◆ STATED TASK: Scale the data below from the line with "Batch labeling spec: class = green vegetation." up to and including the last line of the data, writing out every line again with each bounding box coordinate multiplied by 2 and rounded to a whole number, halves rounded up. Leave the pictures out of your answer.

▬▬▬

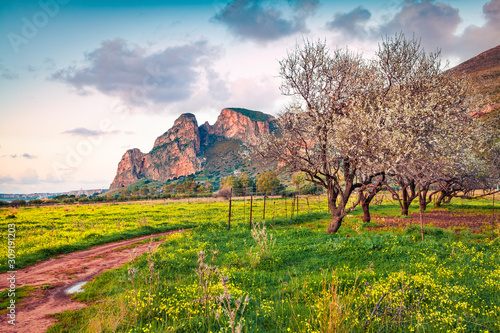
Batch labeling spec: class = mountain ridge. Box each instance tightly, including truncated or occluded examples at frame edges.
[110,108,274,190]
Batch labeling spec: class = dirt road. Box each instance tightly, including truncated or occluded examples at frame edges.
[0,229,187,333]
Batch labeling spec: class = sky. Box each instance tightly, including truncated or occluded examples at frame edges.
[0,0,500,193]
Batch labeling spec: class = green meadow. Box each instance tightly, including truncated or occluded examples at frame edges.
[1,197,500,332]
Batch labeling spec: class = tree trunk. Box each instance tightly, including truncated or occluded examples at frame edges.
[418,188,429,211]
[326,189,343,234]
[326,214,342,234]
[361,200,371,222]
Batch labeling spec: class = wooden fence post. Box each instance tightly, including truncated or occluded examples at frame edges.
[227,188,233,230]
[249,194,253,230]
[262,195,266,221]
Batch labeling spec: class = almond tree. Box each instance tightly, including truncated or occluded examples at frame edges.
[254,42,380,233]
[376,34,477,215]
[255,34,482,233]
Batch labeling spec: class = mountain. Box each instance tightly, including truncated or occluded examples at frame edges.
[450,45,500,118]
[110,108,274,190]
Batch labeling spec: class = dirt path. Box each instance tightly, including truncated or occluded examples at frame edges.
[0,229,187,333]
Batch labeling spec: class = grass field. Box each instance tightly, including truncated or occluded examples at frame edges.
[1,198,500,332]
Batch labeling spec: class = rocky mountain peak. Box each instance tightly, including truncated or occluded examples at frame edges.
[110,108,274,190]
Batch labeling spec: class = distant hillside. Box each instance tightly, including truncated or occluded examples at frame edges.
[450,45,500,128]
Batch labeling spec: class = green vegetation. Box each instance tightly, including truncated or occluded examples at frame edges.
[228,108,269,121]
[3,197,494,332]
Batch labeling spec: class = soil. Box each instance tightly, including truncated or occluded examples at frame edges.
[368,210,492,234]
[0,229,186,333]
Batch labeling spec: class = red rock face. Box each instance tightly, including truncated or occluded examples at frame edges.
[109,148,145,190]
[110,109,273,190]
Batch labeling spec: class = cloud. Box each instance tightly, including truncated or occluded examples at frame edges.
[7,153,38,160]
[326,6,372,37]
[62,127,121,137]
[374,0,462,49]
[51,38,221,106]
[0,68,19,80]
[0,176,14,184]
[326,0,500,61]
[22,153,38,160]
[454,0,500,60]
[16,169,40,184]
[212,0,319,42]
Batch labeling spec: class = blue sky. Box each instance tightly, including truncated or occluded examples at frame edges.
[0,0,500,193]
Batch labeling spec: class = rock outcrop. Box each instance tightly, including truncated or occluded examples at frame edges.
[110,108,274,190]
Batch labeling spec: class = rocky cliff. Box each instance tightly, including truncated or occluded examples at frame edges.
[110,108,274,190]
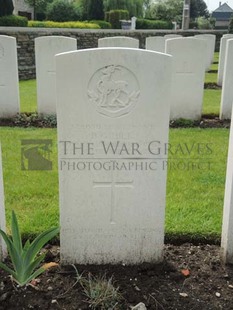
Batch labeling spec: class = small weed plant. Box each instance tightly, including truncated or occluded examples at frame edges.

▬▬▬

◆ TASK SOLUTION:
Batch labeling spec: class = green vegetation. Box each instance tightly, including truncated or occluded examples at frame edges.
[456,216,538,242]
[6,394,988,664]
Batch labeling spec: class = soil. Box each instance tightly, including truncated or occluded examples at frame edges.
[736,420,984,468]
[0,458,372,666]
Batch labeling spec: class = red rock face. Box each instance tightly, including truncated or occluded examples at frame edges.
[218,296,290,380]
[220,218,546,380]
Batch labeling spec: class = cloud. Box each instance tightly, including truncated or occluded examples at frame edges.
[14,306,76,320]
[652,12,744,74]
[124,254,242,274]
[748,0,924,98]
[102,76,442,212]
[0,136,38,160]
[0,352,28,368]
[652,0,1000,122]
[44,306,76,320]
[908,0,1000,120]
[32,338,80,368]
[424,0,638,84]
Batch labeling spec: class = blue sky. Box each instance tightly, including truncated or occluded examples at frame edges.
[0,0,1000,386]
Batch labeling spec: class = rock outcrop. Box each instance tightly, including truncated or occluded examples at frame edges.
[220,216,548,380]
Batch labeling spec: class = rocky cliff. Box each instance tightly, including truncated or occluded examples at frame edges.
[220,216,548,380]
Batch labeling spec: class = small weed plant. Box each instance tightly, including truncated or occluded examples at frame edges.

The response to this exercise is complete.